### Supplied data

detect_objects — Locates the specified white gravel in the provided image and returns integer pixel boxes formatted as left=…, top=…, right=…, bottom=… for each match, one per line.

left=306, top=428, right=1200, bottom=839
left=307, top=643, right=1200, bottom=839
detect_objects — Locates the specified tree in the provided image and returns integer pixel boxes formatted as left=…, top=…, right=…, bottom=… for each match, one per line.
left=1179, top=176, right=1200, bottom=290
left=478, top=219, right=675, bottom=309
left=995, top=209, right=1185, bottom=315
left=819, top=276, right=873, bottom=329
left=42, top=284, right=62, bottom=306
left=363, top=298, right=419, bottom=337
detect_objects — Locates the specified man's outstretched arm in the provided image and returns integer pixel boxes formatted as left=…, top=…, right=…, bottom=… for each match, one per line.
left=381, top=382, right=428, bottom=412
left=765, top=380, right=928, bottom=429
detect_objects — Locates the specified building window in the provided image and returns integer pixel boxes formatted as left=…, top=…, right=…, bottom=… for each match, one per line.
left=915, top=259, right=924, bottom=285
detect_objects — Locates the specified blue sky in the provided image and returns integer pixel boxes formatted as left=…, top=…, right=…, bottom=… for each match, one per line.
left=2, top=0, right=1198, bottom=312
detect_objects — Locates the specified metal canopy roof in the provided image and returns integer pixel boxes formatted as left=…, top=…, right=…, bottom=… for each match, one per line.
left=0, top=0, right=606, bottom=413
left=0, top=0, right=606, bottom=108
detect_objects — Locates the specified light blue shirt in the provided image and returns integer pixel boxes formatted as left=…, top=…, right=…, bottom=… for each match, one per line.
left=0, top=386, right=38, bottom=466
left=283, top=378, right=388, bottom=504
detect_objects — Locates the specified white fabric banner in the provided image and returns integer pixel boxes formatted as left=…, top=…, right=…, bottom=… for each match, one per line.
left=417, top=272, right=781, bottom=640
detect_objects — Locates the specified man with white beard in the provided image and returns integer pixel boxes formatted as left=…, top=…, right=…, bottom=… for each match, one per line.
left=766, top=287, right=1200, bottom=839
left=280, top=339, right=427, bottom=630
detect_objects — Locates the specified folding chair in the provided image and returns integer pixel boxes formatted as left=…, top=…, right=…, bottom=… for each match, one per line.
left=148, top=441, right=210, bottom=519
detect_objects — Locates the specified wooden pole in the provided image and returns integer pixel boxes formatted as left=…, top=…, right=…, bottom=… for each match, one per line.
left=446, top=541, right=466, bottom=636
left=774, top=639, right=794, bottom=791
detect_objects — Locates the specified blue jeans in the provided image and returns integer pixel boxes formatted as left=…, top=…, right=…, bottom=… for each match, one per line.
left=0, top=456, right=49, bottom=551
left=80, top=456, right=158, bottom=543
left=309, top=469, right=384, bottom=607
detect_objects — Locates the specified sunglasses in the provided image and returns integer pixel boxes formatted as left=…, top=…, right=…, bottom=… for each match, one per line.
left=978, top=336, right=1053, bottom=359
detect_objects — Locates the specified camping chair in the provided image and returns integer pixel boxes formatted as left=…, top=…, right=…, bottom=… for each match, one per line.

### Aim of the exercise
Restate the data word for word.

### Response
detect_objects — Locates the specified white gravel in the provided image and returns integer pixel boxes formatted as left=…, top=…, right=…, bottom=… for each match, one per line.

left=306, top=428, right=1200, bottom=839
left=307, top=643, right=1200, bottom=839
detect_objects — Locates the specified tree in the provided image and returns integer pixel boxes formatted as left=…, top=…, right=…, bottom=… for each match, one per line.
left=1179, top=176, right=1200, bottom=290
left=478, top=219, right=675, bottom=309
left=995, top=209, right=1185, bottom=315
left=819, top=276, right=873, bottom=329
left=42, top=284, right=62, bottom=306
left=363, top=298, right=419, bottom=337
detect_objects — Locates the specified man's outstretched arm in the provided image and returns integer pixel boxes formatted as left=…, top=…, right=…, bottom=… for each match, one per line.
left=381, top=382, right=428, bottom=412
left=765, top=380, right=928, bottom=429
detect_objects — Locates the specified building window in the provided image and returns integer pixel boxes formatted as left=…, top=…, right=…, bottom=… for each match, one per line.
left=915, top=259, right=924, bottom=285
detect_objects — Locates the specified blue sky in the provided image and returns integer pixel boxes formatted as left=…, top=…, right=…, bottom=… for each match, one per line.
left=2, top=0, right=1198, bottom=312
detect_objects — Locates the specified metal canopy roof in the provided image and returns integer pixel boxes formatted as left=…, top=…, right=…, bottom=… for each match, one per line.
left=0, top=0, right=606, bottom=413
left=0, top=0, right=606, bottom=108
detect_objects — Locates the specified light blue shirt in the provided image and returns integer pixel boxes formatted as left=…, top=…, right=…, bottom=… for each match, one per line.
left=0, top=386, right=38, bottom=466
left=283, top=378, right=388, bottom=504
detect_objects — Locates the specified white fabric banner in the provided image and returns integer pixel boxes formatted as left=…, top=…, right=…, bottom=… for each match, one per line.
left=417, top=272, right=781, bottom=640
detect_objects — Locates the specified man with white beard in the provided image and returns integer pixel boxes formatted as left=…, top=…, right=…, bottom=… for each match, one per line.
left=766, top=287, right=1200, bottom=839
left=280, top=339, right=427, bottom=630
detect_objects — Locates the specified folding chair in the provided image and returns integer pixel boxes formatted as left=…, top=…, right=…, bottom=… for each match, one per line.
left=148, top=441, right=210, bottom=519
detect_objects — Locates the specified wooden pole in the provided image and returns integer pixel boxes formatted as left=…, top=…, right=…, bottom=… for each match, one per line.
left=446, top=541, right=466, bottom=636
left=774, top=639, right=794, bottom=791
detect_objects — Locates the specified blue jeans in the provided image and returns integer pixel boxes formatted as left=…, top=…, right=…, bottom=… for each match, one per line.
left=0, top=456, right=49, bottom=551
left=80, top=456, right=158, bottom=543
left=309, top=469, right=384, bottom=607
detect_objects — Locates the specified sunglasses in the provided image and returns integer pixel boxes formatted as left=…, top=…, right=…, bottom=… for each match, one per line.
left=978, top=336, right=1053, bottom=359
detect_objects — Locates the specified camping chair in the provided image and returns integer pixel boxes formatted as left=…, top=…, right=…, bottom=… for each match, one per line.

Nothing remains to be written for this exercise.